DATA UNDER STUDY:
- - - - -
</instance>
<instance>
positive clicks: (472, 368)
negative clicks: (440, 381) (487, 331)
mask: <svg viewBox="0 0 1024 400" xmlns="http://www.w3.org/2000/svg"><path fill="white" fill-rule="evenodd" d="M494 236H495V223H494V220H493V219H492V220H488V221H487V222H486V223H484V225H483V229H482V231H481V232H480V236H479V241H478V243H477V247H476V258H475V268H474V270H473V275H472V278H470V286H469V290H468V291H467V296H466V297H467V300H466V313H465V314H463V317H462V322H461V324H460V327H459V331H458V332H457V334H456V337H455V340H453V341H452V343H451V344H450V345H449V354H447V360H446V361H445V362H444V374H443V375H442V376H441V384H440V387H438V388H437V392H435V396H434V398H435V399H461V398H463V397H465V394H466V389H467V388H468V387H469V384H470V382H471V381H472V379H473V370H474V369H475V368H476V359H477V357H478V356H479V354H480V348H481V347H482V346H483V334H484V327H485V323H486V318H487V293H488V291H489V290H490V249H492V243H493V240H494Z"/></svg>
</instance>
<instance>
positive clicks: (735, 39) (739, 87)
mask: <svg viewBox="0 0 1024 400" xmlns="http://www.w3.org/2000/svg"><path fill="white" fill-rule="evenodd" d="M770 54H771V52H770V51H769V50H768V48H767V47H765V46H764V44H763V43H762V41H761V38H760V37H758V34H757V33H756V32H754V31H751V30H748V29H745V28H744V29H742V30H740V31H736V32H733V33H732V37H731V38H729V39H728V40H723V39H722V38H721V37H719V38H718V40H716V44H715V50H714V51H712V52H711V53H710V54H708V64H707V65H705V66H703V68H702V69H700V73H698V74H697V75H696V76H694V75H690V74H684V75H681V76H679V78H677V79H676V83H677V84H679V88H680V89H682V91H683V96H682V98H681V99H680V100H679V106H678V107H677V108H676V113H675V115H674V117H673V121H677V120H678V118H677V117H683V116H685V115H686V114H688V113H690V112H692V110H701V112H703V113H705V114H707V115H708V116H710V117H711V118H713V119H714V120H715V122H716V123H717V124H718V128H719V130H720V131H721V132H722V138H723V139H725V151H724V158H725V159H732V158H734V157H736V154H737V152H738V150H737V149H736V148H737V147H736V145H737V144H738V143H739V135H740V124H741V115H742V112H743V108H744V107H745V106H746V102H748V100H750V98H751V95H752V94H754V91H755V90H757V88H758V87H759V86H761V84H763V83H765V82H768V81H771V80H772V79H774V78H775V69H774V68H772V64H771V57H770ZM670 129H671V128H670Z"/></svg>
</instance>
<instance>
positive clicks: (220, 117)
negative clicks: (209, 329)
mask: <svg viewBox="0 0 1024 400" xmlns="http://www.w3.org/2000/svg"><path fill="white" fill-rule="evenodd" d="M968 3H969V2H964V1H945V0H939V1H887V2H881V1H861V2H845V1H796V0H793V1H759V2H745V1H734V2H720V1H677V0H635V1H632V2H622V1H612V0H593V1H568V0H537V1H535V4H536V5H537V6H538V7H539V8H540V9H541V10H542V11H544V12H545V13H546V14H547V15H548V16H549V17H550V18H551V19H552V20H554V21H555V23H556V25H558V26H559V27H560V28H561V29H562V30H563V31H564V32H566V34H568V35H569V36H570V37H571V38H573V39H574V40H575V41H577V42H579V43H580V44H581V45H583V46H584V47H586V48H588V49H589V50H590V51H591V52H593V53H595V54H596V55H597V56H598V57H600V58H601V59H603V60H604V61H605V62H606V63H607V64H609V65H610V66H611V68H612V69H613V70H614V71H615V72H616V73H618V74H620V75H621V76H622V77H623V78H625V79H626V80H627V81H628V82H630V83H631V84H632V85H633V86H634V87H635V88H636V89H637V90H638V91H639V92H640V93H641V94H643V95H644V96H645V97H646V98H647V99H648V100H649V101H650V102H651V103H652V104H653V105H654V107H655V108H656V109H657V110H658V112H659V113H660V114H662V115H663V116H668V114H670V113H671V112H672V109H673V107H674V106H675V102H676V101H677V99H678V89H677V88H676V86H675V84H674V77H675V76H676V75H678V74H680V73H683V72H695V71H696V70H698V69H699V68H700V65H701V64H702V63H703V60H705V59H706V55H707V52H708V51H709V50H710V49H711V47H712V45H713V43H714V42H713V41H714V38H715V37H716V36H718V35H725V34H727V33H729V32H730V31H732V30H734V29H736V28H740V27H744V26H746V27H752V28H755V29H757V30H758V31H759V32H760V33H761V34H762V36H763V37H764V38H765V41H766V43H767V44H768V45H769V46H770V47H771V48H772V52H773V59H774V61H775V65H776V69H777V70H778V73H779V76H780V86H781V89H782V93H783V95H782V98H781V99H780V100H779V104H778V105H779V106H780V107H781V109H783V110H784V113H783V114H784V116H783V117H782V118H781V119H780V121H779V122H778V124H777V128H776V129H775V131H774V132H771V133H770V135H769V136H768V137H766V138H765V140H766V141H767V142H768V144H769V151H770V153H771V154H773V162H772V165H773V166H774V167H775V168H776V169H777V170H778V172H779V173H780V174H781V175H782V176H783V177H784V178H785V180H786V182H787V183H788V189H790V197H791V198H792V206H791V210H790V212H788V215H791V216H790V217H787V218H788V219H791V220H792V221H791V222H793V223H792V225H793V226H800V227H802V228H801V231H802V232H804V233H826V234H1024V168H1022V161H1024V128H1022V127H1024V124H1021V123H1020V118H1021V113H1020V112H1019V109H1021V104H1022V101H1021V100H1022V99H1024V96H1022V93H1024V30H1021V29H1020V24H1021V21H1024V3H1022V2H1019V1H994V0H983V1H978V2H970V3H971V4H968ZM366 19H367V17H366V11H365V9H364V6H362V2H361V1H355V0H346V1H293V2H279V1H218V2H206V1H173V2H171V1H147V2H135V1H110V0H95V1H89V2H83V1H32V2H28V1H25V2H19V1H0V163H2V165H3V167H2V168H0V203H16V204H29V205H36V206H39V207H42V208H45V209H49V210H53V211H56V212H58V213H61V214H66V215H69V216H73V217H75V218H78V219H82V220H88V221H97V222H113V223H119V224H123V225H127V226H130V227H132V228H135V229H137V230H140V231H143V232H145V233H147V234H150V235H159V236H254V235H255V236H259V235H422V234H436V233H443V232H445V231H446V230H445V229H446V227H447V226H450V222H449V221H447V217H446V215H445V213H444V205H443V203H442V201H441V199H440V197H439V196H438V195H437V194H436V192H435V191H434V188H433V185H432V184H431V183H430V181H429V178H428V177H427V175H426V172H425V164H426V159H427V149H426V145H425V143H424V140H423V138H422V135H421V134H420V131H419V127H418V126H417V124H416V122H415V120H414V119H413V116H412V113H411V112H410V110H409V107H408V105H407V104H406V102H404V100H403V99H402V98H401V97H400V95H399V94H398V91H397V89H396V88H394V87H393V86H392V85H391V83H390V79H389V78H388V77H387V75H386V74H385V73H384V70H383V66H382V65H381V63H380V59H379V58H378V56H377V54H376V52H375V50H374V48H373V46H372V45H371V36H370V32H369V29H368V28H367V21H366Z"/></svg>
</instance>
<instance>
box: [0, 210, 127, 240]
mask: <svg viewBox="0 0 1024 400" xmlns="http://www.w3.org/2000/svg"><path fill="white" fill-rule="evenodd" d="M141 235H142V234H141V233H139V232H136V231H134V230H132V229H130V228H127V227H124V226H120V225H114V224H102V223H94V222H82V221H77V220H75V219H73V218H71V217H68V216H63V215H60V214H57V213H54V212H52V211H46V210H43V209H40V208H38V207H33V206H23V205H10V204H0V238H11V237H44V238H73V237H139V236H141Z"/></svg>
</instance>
- - - - -
JOB ITEM: Rewrite the entries from the first line up to and including the line with "negative clicks: (440, 381) (487, 331)", changing "clicks" to "points" and leaving everything else the same.

RESPONSE FOR THIS EXERCISE:
</instance>
<instance>
positive points: (472, 368)
negative points: (440, 381) (487, 331)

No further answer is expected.